Data shown START

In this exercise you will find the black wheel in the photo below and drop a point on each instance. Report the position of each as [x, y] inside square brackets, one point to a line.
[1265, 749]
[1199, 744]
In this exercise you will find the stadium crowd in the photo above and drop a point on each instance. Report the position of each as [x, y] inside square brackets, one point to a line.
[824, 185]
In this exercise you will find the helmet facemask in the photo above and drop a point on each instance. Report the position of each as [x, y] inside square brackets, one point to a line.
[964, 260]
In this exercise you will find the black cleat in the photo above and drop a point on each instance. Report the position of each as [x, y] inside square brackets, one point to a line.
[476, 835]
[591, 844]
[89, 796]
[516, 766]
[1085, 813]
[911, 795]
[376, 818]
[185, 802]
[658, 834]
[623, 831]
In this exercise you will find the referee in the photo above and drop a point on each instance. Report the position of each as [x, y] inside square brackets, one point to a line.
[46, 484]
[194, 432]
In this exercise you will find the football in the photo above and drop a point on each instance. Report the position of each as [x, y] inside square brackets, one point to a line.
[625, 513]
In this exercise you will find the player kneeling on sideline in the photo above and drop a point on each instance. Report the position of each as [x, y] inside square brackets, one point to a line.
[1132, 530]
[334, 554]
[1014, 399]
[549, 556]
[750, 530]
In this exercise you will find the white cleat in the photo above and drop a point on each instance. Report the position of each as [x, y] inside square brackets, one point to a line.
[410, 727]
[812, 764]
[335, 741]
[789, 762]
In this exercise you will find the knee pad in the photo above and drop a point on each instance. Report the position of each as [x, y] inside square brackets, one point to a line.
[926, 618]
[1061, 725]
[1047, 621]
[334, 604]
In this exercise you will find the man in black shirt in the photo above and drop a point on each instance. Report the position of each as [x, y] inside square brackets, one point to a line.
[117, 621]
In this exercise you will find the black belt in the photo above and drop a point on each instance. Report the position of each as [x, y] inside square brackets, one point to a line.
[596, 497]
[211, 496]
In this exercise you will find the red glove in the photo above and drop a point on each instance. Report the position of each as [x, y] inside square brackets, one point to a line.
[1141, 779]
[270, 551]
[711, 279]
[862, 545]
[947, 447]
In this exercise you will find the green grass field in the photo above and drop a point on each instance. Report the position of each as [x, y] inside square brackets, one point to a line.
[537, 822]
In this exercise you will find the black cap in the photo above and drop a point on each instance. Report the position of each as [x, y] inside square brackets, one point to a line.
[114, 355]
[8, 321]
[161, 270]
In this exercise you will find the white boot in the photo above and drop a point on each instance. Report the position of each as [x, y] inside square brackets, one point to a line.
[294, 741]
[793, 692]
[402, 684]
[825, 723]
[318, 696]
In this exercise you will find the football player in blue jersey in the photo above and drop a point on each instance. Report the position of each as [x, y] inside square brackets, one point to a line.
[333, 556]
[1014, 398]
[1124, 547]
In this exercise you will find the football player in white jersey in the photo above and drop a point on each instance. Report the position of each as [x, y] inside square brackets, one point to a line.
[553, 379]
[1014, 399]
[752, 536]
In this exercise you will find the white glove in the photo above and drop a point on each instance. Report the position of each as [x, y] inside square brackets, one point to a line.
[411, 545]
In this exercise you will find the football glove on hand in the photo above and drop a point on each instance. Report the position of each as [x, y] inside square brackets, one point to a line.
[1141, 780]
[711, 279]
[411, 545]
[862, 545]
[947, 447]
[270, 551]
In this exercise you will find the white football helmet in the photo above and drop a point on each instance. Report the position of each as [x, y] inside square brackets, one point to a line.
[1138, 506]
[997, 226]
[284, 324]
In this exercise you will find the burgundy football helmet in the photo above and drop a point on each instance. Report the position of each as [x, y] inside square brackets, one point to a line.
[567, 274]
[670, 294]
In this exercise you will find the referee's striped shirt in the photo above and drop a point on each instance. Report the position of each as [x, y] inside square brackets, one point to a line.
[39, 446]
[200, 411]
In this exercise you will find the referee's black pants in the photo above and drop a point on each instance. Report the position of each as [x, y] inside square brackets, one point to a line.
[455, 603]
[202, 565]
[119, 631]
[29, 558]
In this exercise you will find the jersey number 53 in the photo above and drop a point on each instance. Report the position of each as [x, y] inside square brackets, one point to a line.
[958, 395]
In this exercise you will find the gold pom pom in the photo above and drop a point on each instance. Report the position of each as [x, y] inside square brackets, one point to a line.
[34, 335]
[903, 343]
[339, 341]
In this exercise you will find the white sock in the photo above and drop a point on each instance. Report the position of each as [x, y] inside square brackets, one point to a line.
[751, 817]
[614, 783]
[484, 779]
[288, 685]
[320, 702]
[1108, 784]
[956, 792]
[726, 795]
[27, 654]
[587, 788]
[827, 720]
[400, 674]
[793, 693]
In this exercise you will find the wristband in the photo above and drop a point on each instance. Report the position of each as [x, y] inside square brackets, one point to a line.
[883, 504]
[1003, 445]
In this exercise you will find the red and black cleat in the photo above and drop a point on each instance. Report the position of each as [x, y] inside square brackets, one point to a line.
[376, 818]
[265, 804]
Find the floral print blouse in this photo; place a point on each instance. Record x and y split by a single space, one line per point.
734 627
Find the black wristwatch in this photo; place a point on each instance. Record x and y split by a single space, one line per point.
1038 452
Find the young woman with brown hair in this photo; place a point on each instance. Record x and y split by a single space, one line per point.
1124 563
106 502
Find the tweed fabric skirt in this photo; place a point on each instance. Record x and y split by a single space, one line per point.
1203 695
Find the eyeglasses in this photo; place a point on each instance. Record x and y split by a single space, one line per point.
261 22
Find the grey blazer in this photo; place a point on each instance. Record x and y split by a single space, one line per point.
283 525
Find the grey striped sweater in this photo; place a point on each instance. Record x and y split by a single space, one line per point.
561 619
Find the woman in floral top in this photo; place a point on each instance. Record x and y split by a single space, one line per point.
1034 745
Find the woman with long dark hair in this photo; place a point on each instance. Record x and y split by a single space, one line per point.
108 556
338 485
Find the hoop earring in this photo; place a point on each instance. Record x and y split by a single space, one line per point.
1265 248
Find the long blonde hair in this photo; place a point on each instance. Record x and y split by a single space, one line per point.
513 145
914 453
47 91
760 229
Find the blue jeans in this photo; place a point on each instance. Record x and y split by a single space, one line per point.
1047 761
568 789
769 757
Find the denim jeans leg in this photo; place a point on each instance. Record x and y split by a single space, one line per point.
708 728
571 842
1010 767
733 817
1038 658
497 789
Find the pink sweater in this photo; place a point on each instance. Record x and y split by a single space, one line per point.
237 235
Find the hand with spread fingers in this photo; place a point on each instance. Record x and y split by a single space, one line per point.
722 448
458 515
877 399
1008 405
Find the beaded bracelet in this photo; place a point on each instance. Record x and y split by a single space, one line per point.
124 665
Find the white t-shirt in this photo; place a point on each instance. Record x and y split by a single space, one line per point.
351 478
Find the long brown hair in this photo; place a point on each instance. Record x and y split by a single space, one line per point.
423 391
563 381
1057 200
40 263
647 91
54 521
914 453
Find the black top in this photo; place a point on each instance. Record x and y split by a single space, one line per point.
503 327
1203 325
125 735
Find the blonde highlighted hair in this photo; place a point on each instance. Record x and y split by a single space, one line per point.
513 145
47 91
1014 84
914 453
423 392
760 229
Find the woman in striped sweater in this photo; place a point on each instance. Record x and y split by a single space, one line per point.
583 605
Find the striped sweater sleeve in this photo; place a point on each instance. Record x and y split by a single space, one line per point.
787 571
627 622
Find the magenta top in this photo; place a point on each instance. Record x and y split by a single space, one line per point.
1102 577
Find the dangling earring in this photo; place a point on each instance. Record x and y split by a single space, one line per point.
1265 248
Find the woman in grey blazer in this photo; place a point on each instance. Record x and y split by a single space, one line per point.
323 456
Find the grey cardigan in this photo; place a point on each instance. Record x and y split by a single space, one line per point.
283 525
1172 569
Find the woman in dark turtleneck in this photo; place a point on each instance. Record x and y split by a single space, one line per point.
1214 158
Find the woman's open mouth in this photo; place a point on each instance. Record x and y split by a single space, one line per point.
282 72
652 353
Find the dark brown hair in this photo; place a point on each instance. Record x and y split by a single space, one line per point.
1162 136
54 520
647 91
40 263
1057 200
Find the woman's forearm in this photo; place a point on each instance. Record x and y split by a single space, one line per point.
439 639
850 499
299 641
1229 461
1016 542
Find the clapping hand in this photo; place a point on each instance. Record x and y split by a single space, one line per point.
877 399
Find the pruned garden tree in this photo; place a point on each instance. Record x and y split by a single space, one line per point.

Data shown END

## [What you should do]
The reply must hold exactly the lines from the one containing "Find the clapping" to the last line of the entries, and nothing more.

## [Exercise response]
Find the clapping hand in this photo; place a point on each instance. Record x and y split by a single space, one line per point.
877 399
Find the pruned garden tree in this photo; place a point on each instance. Record x and y split by a single space, one line per point.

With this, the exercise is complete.